* TASK STATEMENT *
Reproduce the stretch of the material from its start through the line containing "207;390;261;480", offsetting every bounding-box coordinate in the answers by -113.

— start RECORD EXCERPTS —

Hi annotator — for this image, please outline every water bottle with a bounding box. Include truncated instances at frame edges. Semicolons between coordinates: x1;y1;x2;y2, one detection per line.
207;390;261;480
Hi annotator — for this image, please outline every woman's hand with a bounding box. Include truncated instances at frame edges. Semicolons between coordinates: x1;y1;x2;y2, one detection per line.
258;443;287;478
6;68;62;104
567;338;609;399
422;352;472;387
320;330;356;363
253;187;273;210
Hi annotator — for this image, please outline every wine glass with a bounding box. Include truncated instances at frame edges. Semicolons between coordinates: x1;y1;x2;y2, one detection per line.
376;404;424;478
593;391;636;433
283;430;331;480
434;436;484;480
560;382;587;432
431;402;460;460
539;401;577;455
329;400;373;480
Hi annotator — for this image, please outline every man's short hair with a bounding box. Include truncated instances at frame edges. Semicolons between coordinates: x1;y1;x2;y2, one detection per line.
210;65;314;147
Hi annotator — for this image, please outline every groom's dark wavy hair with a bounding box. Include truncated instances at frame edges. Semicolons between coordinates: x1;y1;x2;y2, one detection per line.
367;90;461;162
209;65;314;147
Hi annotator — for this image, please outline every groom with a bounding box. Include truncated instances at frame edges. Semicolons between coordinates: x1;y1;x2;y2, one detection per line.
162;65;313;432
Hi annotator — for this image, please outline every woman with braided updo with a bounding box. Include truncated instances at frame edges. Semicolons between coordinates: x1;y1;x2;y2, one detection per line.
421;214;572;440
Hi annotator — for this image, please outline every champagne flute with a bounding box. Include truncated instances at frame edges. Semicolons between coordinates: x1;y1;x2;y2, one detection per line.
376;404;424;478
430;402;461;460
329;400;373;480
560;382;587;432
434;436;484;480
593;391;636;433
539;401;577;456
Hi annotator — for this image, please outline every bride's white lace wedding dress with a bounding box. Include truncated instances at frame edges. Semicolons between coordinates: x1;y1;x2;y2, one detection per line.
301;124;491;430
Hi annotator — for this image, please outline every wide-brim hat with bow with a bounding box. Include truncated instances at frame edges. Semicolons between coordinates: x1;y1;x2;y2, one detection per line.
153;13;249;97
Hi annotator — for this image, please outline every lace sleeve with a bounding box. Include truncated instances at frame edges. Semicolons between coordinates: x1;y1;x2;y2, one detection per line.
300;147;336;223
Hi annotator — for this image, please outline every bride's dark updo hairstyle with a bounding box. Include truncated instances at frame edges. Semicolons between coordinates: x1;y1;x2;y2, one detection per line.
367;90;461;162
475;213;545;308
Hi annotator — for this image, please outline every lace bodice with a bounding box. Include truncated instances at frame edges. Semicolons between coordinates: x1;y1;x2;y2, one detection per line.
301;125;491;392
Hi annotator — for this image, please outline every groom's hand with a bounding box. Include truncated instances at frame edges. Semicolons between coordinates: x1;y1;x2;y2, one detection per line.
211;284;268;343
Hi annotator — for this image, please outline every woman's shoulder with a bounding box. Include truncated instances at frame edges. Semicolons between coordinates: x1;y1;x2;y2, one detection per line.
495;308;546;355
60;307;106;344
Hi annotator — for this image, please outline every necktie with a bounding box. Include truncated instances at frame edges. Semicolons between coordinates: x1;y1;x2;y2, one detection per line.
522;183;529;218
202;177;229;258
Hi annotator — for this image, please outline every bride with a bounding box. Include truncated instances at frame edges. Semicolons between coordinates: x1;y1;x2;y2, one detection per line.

— end RECORD EXCERPTS —

* RESULT FOR THIS EXERCISE *
Hi annotator — for this image, please outline every water bottle with a bounding box. Include truncated instances at frame edges. Semicolons between coordinates: x1;y1;x2;y2, one detection per line.
94;277;148;367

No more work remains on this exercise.